_YOUR OBJECTIVE_
Gather each line in the material below that contains the word "green" and copy those lines out in full.

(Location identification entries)
+ + + + + + +
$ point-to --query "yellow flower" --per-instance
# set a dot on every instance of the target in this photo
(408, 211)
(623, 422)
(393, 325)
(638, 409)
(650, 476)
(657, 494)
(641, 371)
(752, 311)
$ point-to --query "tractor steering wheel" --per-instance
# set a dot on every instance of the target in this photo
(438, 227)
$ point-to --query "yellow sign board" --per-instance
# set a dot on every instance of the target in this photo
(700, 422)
+ + + + + + +
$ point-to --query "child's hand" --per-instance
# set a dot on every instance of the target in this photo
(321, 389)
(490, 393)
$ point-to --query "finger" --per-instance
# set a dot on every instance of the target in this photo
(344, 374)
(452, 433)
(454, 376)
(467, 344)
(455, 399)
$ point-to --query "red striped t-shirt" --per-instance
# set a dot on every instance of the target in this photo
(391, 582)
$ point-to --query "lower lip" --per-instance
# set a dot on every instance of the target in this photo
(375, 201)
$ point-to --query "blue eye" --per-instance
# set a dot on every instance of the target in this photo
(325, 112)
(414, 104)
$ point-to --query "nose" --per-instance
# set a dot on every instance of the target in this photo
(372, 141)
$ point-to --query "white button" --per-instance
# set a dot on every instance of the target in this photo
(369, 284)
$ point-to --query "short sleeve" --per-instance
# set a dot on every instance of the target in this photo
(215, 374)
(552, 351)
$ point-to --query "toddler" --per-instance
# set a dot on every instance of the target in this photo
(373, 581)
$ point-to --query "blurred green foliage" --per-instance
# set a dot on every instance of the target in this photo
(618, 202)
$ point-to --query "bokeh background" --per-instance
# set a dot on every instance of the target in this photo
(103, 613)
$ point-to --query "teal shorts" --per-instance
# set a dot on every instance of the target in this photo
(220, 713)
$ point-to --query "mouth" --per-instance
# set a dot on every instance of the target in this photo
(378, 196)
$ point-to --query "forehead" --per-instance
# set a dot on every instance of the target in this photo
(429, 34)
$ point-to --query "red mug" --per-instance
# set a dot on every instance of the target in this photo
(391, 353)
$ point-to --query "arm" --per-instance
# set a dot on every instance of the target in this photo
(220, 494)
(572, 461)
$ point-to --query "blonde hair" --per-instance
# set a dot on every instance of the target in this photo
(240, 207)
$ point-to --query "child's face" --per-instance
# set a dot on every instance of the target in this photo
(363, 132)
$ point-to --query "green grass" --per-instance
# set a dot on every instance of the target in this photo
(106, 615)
+ + + + + + +
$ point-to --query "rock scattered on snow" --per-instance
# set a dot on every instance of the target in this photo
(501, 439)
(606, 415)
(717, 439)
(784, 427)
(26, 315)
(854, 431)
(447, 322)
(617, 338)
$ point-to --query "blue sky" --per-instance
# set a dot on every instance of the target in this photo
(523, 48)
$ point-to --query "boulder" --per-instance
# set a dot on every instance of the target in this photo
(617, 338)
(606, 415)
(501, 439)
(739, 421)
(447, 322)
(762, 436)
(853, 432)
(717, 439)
+ + + + + + +
_OUTPUT FOR THIS TASK_
$ point-to --query "blurred green foliage" --per-instance
$ point-to --query "green grass" --per-instance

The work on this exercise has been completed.